Material shown
········

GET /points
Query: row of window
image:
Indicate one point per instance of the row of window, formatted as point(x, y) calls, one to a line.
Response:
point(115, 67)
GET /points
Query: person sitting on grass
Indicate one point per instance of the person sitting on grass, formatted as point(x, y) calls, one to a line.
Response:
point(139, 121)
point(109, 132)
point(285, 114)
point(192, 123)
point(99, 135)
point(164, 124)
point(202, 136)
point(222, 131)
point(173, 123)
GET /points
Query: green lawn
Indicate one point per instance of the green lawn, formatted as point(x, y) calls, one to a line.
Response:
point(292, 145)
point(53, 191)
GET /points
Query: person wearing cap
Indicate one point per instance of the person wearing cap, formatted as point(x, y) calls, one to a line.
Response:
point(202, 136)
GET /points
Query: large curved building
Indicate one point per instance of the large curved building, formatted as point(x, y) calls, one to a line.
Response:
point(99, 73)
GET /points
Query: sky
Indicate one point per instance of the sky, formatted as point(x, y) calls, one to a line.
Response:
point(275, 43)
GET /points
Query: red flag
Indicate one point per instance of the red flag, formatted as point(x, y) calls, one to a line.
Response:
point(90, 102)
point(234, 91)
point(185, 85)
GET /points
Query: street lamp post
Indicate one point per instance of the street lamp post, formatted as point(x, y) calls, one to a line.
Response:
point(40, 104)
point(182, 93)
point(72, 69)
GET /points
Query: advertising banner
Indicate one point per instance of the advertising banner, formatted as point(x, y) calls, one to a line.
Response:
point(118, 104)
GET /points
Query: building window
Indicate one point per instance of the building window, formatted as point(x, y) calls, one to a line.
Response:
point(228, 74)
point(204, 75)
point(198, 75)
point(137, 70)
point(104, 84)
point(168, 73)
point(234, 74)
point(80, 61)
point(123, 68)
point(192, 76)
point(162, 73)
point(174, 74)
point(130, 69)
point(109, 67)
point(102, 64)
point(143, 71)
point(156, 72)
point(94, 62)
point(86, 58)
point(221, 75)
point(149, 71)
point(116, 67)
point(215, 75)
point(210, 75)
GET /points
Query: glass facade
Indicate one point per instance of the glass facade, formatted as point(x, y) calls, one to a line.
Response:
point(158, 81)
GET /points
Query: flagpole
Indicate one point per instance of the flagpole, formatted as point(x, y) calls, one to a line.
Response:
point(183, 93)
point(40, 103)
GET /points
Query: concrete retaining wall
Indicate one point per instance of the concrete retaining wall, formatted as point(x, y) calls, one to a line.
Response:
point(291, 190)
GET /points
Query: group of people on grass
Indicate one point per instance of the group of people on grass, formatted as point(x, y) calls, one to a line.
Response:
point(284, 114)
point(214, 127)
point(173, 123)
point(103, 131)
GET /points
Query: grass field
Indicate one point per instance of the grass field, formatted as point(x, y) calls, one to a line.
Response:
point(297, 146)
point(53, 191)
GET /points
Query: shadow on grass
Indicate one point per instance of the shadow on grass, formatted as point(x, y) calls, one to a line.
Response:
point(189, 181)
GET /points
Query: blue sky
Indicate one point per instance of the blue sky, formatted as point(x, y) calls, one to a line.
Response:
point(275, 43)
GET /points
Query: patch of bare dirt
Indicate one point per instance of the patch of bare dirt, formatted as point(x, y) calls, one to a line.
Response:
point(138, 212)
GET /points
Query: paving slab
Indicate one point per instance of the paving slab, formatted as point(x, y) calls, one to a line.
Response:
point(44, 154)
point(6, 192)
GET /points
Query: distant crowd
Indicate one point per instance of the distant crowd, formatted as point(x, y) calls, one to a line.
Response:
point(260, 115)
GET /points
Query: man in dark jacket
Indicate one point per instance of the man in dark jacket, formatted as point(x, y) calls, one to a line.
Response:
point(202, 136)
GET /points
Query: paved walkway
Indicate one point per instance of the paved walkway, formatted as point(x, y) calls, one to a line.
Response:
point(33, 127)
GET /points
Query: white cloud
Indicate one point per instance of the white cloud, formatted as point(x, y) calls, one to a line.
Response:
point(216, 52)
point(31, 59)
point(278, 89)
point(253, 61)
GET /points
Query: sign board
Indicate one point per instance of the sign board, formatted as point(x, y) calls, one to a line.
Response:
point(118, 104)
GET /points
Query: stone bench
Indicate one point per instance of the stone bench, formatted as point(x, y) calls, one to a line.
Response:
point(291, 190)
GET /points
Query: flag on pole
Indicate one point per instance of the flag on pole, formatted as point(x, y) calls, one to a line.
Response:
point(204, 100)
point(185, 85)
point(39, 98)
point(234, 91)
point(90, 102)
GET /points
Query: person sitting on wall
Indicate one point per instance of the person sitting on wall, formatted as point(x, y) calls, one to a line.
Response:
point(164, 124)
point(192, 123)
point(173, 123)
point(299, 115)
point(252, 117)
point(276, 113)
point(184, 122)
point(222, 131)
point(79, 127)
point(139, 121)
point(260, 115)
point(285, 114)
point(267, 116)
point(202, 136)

········

Request
How many lines in the material above contain the string "banner", with case counting? Reply with the number alone.

Solution to this exercise
2